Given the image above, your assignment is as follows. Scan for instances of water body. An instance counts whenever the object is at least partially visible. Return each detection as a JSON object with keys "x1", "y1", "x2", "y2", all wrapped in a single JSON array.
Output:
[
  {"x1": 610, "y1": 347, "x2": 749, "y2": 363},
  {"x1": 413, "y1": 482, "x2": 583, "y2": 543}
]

◆ ◆ ◆ ◆

Exercise objective:
Reproduce each of the records above verbatim, preserving every line without alteration.

Solution below:
Given the image above, your assignment is as follows. Scan for instances of water body. An instance counts whenever the object is at least partially visible. Return each detection as a JSON object with keys "x1", "y1", "x2", "y2", all wrapped in a single JSON array.
Output:
[
  {"x1": 610, "y1": 347, "x2": 749, "y2": 363},
  {"x1": 413, "y1": 482, "x2": 583, "y2": 543}
]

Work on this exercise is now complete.